[Document section]
· · · ·

Hooked on fish farming

Andrew Grant overlooks the tanks.

By CASEY NEILL

Civil engineer Andrew Grant once worked in waste treatment and now runs the second-biggest barramundi farm in the state.
And Melbourne Barra in Bangholme will take top spot once expansion plans, to be finalised later this year, become a reality.
“We started as a concept for a yabby farm. That was done during the drought,” Mr Grant said.
“The drought broke and the market got saturated with cheap yabbies from New South Wales.
“We moved to fin fish.”
The farm now moves 50 tonnes of live barramundi each year and has the potential to expand to 600 tonnes.
“We essentially supply live fish to the restaurant market all around Melbourne,” Mr Grant said.
The Victorian Agribusiness Council (VAC) hosted the week-long Red Majesty Chefs Tour, which included a day in Greater Dandenong on Wednesday 8 June.
The Malaysian chefs started their day in the municipality at Melbourne Barra where they watched a fish feeding, tasted smoked eel and collected fresh barramundi, cod, silver perch and abalone for their lunch at My Cambodia in Springvale.
Mr Grant hopes the visit will support his export ambitions for chilled whole fish and fillets.
The farm grows barramundi from baby fish.
“We get in 25,000 a quarter. They go out the door at about half a kilo to one kilo,” he said.
“Ideally we’d like to do our own hatchlings and become self-sufficient.”
The business also brings in and distributes Murray cod, silver perch, eels and abalone grown elsewhere.
“We’ve just had some Balmain bugs come through and they all sold out so we’ll be getting more in,” Mr Grant said.
“We’ll be getting rock lobster, snow crabs.”
The eels are from out past Geelong and are stored in tanks with a lower water level, such is their reputation for escaping.
“Nothing here is wild caught apart from the eel, because there are no farms at the moment,” Mr Grant said.
The abalone are also from down Geelong way, from a sustainable farm. He moves about 100kg each week.
He works alongside farm manager Ryan Burniston and student Tom De Vos, and has three part-time contract drivers.
The planned expansion would boost the full-time staff levels to eight.
Mr Burniston has worked in the industry for the past 10 years and has a Bachelor of Applied Aquaculture.
Mr De Vos attends school once a fortnight for his Bachelor of Agriculture studies, majoring in aquaculture.

· · · ·

Saved entries
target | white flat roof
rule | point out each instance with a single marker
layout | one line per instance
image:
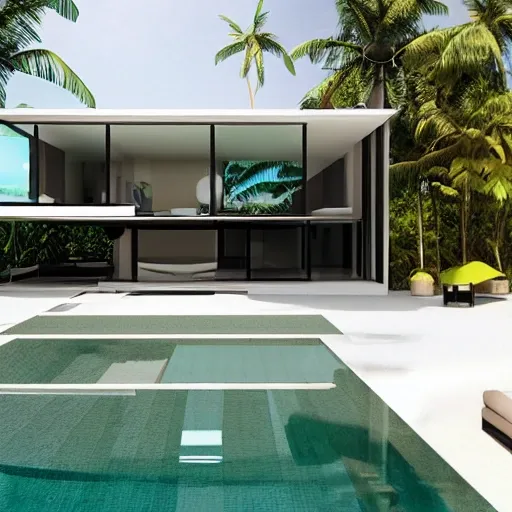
(210, 116)
(330, 133)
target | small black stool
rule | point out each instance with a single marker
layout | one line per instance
(459, 296)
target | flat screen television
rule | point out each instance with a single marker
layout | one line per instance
(260, 187)
(14, 166)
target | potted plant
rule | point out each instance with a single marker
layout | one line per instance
(422, 283)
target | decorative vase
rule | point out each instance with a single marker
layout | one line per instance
(142, 196)
(422, 284)
(203, 190)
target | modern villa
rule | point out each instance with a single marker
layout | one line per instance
(292, 198)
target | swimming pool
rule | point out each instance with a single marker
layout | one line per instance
(285, 426)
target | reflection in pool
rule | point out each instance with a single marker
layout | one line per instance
(338, 449)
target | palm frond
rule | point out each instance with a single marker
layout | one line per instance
(65, 8)
(234, 26)
(318, 49)
(260, 69)
(251, 49)
(269, 44)
(48, 66)
(229, 51)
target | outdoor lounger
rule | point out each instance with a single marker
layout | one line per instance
(497, 416)
(459, 282)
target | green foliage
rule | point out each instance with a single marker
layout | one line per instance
(19, 24)
(23, 244)
(367, 50)
(255, 43)
(261, 187)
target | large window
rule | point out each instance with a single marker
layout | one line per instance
(15, 165)
(261, 169)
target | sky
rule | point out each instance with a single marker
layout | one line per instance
(160, 53)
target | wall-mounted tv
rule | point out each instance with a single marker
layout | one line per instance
(14, 166)
(261, 187)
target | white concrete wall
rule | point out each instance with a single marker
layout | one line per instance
(386, 203)
(353, 176)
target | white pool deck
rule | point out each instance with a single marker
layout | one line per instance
(429, 363)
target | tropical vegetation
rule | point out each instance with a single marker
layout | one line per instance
(19, 23)
(261, 187)
(451, 143)
(254, 42)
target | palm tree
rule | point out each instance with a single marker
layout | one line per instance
(18, 30)
(254, 42)
(470, 142)
(373, 35)
(474, 47)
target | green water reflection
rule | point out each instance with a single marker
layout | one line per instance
(340, 449)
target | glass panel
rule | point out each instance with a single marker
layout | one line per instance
(261, 169)
(16, 163)
(278, 252)
(163, 170)
(232, 243)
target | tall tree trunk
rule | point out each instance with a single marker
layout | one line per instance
(421, 248)
(437, 222)
(377, 96)
(464, 221)
(501, 223)
(251, 93)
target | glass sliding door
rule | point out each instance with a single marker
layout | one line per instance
(18, 164)
(260, 169)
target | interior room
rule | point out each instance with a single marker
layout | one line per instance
(263, 170)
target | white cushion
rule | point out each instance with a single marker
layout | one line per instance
(186, 212)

· · · ·

[Tasks to carry out]
**A)** According to the fish farming article, which species does the business bring in and distribute after they are grown elsewhere? List all of them.
**B)** Carry on the article about the Bangholme barramundi farm, starting after its final sentence.

[Answers to this exercise]
**A)** Murray cod, silver perch, eels and abalone.

**B)**
It’s an industry that struggles in Victoria due to a lack of State Government support, Mr Grant said, his colleagues both nodding in agreement.
“There’s not a lot of aquaculture in Victoria,” he said.
“It sucks, actually.
“There will be shortage of good quality fish in this state.”
The Melbourne Barra facility has 100mm-thick foam walls with a metal skin which keeps in the noise of 16 pumps running full-time and maintains a balmy 28-degree environment.
Tiny pieces of plastic do the heavy lifting in terms of keeping the water clean.
“We use microbes and put them to work for us,” he said.
“It’s a little plastic home for the microbes.
“We have something like 20 million of these things in our system.
“They take the ammonia out of the water and they convert it to nitrite.
“The there’s another set of bacteria that take the nitrite and convert it to nitrates.”
Mr Grant said that heating the water was a big cost.
“If you haven’t got these microbes cleaning the water for you, you’ve got to throw out the old water and bring in new water, which is cold, then heat it up again,” he said.
“By recirculating the water longer, our costs go down.
“Daily we replace 2 to 5 per cent of our water.”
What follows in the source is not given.